_Given task_:
Reproduce the following data line for line, changing nothing.

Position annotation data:
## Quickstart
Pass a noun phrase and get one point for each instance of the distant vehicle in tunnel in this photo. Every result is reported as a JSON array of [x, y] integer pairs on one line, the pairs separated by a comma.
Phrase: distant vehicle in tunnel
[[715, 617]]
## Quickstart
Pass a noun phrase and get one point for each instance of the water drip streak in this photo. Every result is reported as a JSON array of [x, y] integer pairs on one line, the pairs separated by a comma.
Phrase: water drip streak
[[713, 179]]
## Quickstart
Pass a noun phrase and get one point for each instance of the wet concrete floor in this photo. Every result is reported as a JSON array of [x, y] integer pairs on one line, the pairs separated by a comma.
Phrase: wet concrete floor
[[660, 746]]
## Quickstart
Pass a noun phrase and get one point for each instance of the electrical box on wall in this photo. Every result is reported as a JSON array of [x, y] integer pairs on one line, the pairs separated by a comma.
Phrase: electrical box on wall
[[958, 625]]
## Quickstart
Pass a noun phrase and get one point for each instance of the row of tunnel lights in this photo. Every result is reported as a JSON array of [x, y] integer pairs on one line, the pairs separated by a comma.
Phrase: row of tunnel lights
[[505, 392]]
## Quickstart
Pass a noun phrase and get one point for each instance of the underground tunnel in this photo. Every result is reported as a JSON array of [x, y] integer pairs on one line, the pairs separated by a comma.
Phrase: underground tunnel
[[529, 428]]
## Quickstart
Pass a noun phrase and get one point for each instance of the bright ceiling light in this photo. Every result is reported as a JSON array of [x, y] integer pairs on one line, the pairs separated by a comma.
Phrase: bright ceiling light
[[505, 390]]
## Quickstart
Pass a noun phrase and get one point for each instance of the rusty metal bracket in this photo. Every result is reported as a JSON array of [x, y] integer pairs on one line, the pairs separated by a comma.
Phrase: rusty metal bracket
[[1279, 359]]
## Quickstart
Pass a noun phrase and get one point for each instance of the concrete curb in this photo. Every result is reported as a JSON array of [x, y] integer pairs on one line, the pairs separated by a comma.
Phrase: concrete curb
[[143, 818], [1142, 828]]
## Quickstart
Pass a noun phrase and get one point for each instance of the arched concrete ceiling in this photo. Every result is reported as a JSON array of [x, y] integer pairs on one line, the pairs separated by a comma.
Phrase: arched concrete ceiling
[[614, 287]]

_Solution for this exercise_:
## Quickstart
Pass a noun phrase and get one point for each instance of the distant vehicle in tunnel in this photo. Every result is reported as a JSON array of [x, y] integer pairs on one line, the pairs separated by a comma.
Phrase: distant vehicle in tunnel
[[715, 617]]
## Quickstart
Pass a noun phrase and get one point for each instance of the water drip streak in this photo. Every result is reported as a JSON array of [x, y] integer pairs on one line, the pairs separated by a comma.
Phrase: water drip streak
[[713, 179]]
## Quickstart
Pass a noun phrase and get one point for each instance of the wet concrete floor in this photo. Every result is reported as a JSON array of [x, y] integer pairs on one line, the pairs separated by a comma.
Phrase: wet concrete floor
[[660, 746]]
## Quickstart
Pass a noun phrase and get one point for each instance of the electrical box on wall in this photo. Every result is reported as a JSON array of [x, y] integer pairs on one line, the pairs separated by a comma.
Phrase: electrical box on wall
[[958, 625]]
## Quickstart
Pass a noun phrase and get one point for each instance of the row of tunnel lights in this photo. Every result is reported as a JSON array of [x, y] integer pairs on one line, the pairs separated by a comma.
Phrase: row of tunnel lights
[[505, 392]]
## Quickstart
Pass a noun phrase and get one point for each instance of the underground tunnel in this photo. Every result is reported as a JSON array of [x, y] integer pairs on one line, the pairs separated by a comma.
Phrase: underground tunnel
[[529, 428]]
## Quickstart
Pass a noun phrase and get one point for each instance of the bright ceiling light in this photo. Every result is reported as a JSON array of [x, y] integer pairs on one line, the pairs separated by a comma.
Phrase: bright ceiling light
[[505, 390]]
## Quickstart
Pass a noun phrase and get one point for each instance of the rusty metal bracket in this photo. Every result is reported as a JSON array of [x, y] integer pairs on one line, the pairs separated by a comma.
Phrase: rusty metal bracket
[[1279, 359]]
## Quickstart
Pass a noun phrase and get one point for each instance of the concrete curb in this photo. Every result is reported as a JSON array of [x, y] integer pairs on one line, the pairs separated by a comma.
Phrase: concrete curb
[[143, 818], [1142, 828]]
## Quickstart
Pass a noun phrase and get one point for each instance of the arched concrete ceiling in this photo. Every result is reported as a JSON array of [x, y] integer pairs on one line, the pairs separated by a comma.
Phrase: arched concrete ceiling
[[614, 287]]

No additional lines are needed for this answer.